BRIEF → Print each line of the listing once more, precisely as given.

— START WORKING DATA —

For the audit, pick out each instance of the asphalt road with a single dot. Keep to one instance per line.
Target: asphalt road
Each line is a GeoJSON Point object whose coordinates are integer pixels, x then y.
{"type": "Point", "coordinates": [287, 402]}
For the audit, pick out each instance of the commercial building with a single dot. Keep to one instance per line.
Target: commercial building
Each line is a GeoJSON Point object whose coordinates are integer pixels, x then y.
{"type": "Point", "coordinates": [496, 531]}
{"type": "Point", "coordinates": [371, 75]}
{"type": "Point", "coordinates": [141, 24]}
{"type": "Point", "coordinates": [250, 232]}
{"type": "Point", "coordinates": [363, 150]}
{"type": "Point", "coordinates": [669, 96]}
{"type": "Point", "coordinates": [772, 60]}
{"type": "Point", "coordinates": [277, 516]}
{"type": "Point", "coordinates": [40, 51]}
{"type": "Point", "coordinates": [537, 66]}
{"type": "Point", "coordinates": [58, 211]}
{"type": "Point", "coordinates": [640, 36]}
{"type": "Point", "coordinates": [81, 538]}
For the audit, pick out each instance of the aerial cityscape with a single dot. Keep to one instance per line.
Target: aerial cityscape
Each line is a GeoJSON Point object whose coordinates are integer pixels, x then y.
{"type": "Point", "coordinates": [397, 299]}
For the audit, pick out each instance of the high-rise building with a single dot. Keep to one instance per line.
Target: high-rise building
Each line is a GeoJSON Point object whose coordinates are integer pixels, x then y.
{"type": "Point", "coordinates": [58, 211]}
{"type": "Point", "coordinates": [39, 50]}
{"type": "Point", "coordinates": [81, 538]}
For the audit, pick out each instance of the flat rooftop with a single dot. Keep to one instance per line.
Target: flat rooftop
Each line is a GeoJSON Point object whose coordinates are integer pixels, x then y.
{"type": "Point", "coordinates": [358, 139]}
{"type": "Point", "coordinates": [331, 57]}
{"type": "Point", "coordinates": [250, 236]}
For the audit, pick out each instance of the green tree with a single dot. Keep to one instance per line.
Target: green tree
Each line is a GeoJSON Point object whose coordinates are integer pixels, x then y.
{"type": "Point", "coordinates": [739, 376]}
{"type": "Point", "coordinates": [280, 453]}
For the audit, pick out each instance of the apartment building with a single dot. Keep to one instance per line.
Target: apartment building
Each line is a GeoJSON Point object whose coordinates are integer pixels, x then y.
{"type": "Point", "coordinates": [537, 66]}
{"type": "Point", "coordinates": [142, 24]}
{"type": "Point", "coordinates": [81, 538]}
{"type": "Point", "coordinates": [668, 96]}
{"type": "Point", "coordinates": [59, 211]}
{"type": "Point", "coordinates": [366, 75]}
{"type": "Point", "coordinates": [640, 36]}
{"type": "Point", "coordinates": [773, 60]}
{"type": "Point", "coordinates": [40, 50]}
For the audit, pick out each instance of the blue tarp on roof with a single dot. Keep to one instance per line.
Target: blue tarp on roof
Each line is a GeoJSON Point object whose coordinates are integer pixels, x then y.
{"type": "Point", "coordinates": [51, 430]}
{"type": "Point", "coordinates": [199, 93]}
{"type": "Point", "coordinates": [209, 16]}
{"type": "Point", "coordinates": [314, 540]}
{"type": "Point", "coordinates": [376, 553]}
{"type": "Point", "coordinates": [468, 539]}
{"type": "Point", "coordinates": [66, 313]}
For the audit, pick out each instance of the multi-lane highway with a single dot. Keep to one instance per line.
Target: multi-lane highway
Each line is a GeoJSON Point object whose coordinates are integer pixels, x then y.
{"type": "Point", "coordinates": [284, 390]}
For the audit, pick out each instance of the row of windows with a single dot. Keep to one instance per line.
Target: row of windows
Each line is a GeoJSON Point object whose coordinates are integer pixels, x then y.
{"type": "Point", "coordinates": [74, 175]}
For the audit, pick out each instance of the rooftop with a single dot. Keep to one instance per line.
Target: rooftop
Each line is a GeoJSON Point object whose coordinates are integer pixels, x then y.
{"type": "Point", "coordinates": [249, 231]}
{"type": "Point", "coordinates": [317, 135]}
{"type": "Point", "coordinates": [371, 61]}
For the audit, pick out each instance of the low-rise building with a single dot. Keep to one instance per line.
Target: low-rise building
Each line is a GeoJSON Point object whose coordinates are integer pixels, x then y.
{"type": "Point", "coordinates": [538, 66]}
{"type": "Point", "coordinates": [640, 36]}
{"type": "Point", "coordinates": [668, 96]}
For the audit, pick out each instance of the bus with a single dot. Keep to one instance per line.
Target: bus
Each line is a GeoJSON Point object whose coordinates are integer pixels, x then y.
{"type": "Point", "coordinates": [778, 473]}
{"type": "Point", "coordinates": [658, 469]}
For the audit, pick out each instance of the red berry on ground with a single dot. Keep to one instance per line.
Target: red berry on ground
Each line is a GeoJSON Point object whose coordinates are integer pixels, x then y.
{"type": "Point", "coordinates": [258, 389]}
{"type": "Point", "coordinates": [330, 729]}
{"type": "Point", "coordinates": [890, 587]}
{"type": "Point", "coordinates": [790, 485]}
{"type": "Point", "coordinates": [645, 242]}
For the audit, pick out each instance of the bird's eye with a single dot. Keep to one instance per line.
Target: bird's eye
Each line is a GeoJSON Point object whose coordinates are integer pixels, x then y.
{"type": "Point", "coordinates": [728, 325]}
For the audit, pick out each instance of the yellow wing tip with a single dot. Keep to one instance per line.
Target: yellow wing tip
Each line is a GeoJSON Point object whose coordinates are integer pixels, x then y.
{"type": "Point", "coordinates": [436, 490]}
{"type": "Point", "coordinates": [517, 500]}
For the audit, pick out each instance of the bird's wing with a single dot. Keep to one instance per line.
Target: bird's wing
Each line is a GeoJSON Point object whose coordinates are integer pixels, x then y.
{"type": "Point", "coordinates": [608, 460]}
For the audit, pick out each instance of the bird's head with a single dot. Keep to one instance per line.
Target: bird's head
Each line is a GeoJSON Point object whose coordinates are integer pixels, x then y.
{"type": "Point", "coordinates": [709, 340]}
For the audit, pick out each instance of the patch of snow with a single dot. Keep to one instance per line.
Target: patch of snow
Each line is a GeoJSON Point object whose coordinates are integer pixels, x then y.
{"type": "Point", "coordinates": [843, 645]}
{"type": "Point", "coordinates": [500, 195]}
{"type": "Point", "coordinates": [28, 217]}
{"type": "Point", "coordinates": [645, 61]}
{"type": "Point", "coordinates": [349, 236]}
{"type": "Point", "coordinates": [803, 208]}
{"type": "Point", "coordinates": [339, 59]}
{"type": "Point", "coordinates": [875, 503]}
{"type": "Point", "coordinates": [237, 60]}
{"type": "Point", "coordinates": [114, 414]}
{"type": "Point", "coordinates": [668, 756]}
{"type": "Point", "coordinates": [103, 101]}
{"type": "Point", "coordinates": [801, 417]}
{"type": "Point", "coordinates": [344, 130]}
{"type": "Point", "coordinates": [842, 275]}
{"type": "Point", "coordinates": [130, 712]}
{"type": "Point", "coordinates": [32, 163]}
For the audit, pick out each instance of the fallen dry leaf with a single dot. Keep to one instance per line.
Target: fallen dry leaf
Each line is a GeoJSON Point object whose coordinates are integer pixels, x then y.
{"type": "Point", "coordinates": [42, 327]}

— END WORKING DATA —

ANSWER →
For the audit, pick out each instance of the asphalt road with a single dot. Keep to one instance per line.
Target: asphalt road
Each line is a GeoJSON Point object whose coordinates are integer pixels, x then y.
{"type": "Point", "coordinates": [287, 402]}
For the audit, pick out each instance of the commercial building with a single dot. Keep to one instance per line.
Target: commercial building
Each line is a GeoJSON Point object whose coordinates are integer pixels, x then y.
{"type": "Point", "coordinates": [496, 531]}
{"type": "Point", "coordinates": [371, 75]}
{"type": "Point", "coordinates": [141, 24]}
{"type": "Point", "coordinates": [250, 232]}
{"type": "Point", "coordinates": [363, 150]}
{"type": "Point", "coordinates": [669, 96]}
{"type": "Point", "coordinates": [772, 60]}
{"type": "Point", "coordinates": [277, 516]}
{"type": "Point", "coordinates": [40, 51]}
{"type": "Point", "coordinates": [537, 66]}
{"type": "Point", "coordinates": [58, 211]}
{"type": "Point", "coordinates": [640, 36]}
{"type": "Point", "coordinates": [81, 538]}
For the audit, pick out each instance of the aerial cityscape with a single dot. Keep to one instance per line.
Target: aerial cityscape
Each line is a GeoJSON Point object whose coordinates are integer pixels, x then y.
{"type": "Point", "coordinates": [397, 299]}
For the audit, pick out each instance of the high-rise building with a single dot. Keep to one instance per line.
Target: high-rise building
Each line is a GeoJSON Point object whose coordinates are integer pixels, x then y.
{"type": "Point", "coordinates": [58, 211]}
{"type": "Point", "coordinates": [39, 50]}
{"type": "Point", "coordinates": [81, 538]}
For the audit, pick out each instance of the flat rooftop with a single dot. Keep to one instance per line.
Target: flat rooftop
Each line is a GeoJSON Point object whose coordinates are integer pixels, x then y.
{"type": "Point", "coordinates": [358, 139]}
{"type": "Point", "coordinates": [331, 57]}
{"type": "Point", "coordinates": [250, 236]}
For the audit, pick out each instance of the green tree with a single dot. Keep to one instance per line.
Target: green tree
Each line is a GeoJSON Point object whose coordinates are integer pixels, x then y.
{"type": "Point", "coordinates": [739, 376]}
{"type": "Point", "coordinates": [280, 453]}
For the audit, pick out each instance of the apartment building with a single dot. Keep to one instance per line.
Target: apartment building
Each line is a GeoJSON Point object whose coordinates are integer pixels, x then y.
{"type": "Point", "coordinates": [537, 66]}
{"type": "Point", "coordinates": [142, 24]}
{"type": "Point", "coordinates": [81, 538]}
{"type": "Point", "coordinates": [668, 96]}
{"type": "Point", "coordinates": [59, 211]}
{"type": "Point", "coordinates": [366, 75]}
{"type": "Point", "coordinates": [640, 36]}
{"type": "Point", "coordinates": [773, 60]}
{"type": "Point", "coordinates": [40, 50]}
For the audit, pick out each instance of the blue tarp on roof with a single dot. Keep to one instance per line.
Target: blue tarp on roof
Each line is a GeoJSON Point object whose coordinates are integer pixels, x then y.
{"type": "Point", "coordinates": [51, 430]}
{"type": "Point", "coordinates": [199, 93]}
{"type": "Point", "coordinates": [209, 16]}
{"type": "Point", "coordinates": [314, 540]}
{"type": "Point", "coordinates": [376, 553]}
{"type": "Point", "coordinates": [468, 539]}
{"type": "Point", "coordinates": [66, 313]}
For the audit, pick out each instance of the multi-lane highway with a single dot. Keep to one instance per line.
Target: multi-lane highway
Each line is a GeoJSON Point object whose coordinates are integer pixels, x then y.
{"type": "Point", "coordinates": [284, 390]}
For the audit, pick out each instance of the row of windows with a single dot. Keep to one instance per line.
Target: row of windows
Each line is a GeoJSON Point object whose coordinates are integer pixels, x then y.
{"type": "Point", "coordinates": [74, 175]}
For the audit, pick out each instance of the rooftop with a single dot. Keep to one instance per line.
Target: rooftop
Each line is a GeoJSON Point object whose coordinates are integer pixels, x then y.
{"type": "Point", "coordinates": [249, 231]}
{"type": "Point", "coordinates": [317, 135]}
{"type": "Point", "coordinates": [371, 61]}
For the audit, pick out each instance of the low-rise building with a single dot. Keep to one instance per line.
Target: low-rise building
Each line is a GeoJSON Point object whose coordinates are integer pixels, x then y.
{"type": "Point", "coordinates": [538, 66]}
{"type": "Point", "coordinates": [640, 36]}
{"type": "Point", "coordinates": [668, 96]}
For the audit, pick out each instance of the bus with a single dot. Keep to one instance per line.
Target: bus
Each line is a GeoJSON Point object whose coordinates are integer pixels, x then y.
{"type": "Point", "coordinates": [778, 473]}
{"type": "Point", "coordinates": [658, 469]}
For the audit, pick out each instance of the red berry on ground with a single dot. Keep to one instance per line.
Target: red berry on ground
Each line is a GeoJSON Point object whose coordinates are integer pixels, x then y.
{"type": "Point", "coordinates": [258, 389]}
{"type": "Point", "coordinates": [330, 729]}
{"type": "Point", "coordinates": [890, 587]}
{"type": "Point", "coordinates": [790, 485]}
{"type": "Point", "coordinates": [645, 242]}
For the audit, pick out each instance of the bird's eye with a single dot. Keep to one instance per line.
Target: bird's eye
Each line is a GeoJSON Point object whose coordinates are integer pixels, x then y.
{"type": "Point", "coordinates": [728, 325]}
For the audit, pick out each instance of the yellow wing tip with a single dot. Keep to one instance per line.
Target: yellow wing tip
Each line is a GeoJSON Point object whose coordinates are integer pixels, x then y.
{"type": "Point", "coordinates": [436, 490]}
{"type": "Point", "coordinates": [517, 500]}
For the audit, pick out each instance of the bird's wing with a single dot. Keep to one instance per line.
Target: bird's wing
Each line is a GeoJSON Point object whose coordinates are integer pixels, x then y.
{"type": "Point", "coordinates": [608, 460]}
For the audit, pick out each instance of the bird's head with a single dot. Keep to one instance per line.
Target: bird's head
Each line is a GeoJSON Point object whose coordinates are integer pixels, x then y.
{"type": "Point", "coordinates": [709, 340]}
For the audit, pick out each instance of the patch of snow with a single dot. Keep to one instance per line.
Target: patch of snow
Each line is a GeoJSON Point object whose coordinates are integer pixels, x then y.
{"type": "Point", "coordinates": [843, 645]}
{"type": "Point", "coordinates": [500, 195]}
{"type": "Point", "coordinates": [28, 217]}
{"type": "Point", "coordinates": [645, 61]}
{"type": "Point", "coordinates": [349, 236]}
{"type": "Point", "coordinates": [803, 208]}
{"type": "Point", "coordinates": [339, 59]}
{"type": "Point", "coordinates": [875, 503]}
{"type": "Point", "coordinates": [237, 60]}
{"type": "Point", "coordinates": [114, 414]}
{"type": "Point", "coordinates": [668, 756]}
{"type": "Point", "coordinates": [103, 101]}
{"type": "Point", "coordinates": [801, 417]}
{"type": "Point", "coordinates": [344, 130]}
{"type": "Point", "coordinates": [842, 275]}
{"type": "Point", "coordinates": [130, 712]}
{"type": "Point", "coordinates": [32, 163]}
For the audit, pick out each instance of the fallen dry leaf with a single dot. Keep to one instance per line.
Target: fallen dry leaf
Each line is a GeoJSON Point object whose coordinates are integer pixels, x then y.
{"type": "Point", "coordinates": [42, 327]}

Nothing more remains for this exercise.